**Texte présenté:**
● ● ● ● ● ● ●

Discours poétique sur la question des violences policières 

Discours poétique sur la question des violences policières 

Diaty Diallo
Deux secondes d’air qui brûle
Éd. Seuil, 2022
Définitivement, un sujet peut être traité cent mille fois en littérature, tant qu’un auteur arrive par la qualité de son regard, la sensibilité de son point de vue et la puissance de sa démonstration, à rendre sur papier ses tripes, à livrer ses entrailles, la lecture nourrira l’esprit du lecteur. L’écrivain.e renouvellera son regard médusé.
Héraclite disait que « personne ne se baigne deux fois dans le même fleuve ». Un classique de l’initiation à la philosophie, du temps de mes classes congolaises. Les eaux ici, sont celles de la banlieue populaire française, même si Diaty Diallo en a une vision moins poisseuse, plus romantique. Des espaces qui ont vu naître les Mbappé et les Kimpembé. En ces lieux, sur ces territoires perdus de la République selon la rhétorique acharnée d’Eric Zemmour, ces ghettos par delà le périph, ces cités, ces zones interdites, tous les mots disent quelque chose et ils situent celui qui l’ouvre pour donner son avis. De Faïza Guene à Thierry Jonquet, d’Habiba Mahany à Joss Doszen, de Wilfried N’Sondé à Diaty Diallo des voix s’expriment et disent le Tout-monde de Chamoiseau et Glissant qui s’invente réellement dans ces quartiers singuliers de France et de Navarre. Une France différente, une France monde, une France plurielle, une France qui gagne à être mieux contée.

● ● ● ● ● ● ●

**Matériel fourni:**

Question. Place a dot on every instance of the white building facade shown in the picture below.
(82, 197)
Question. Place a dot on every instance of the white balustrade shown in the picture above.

● ● ● ● ● ● ●

**Consigne de l'exercice:** D'après le texte présenté, chez quel éditeur et en quelle année le livre de Diaty Diallo intitulé « Deux secondes d'air qui brûle » a-t-il paru ?

**Corrigé de l'exercice:** Il a paru aux éditions du Seuil en 2022.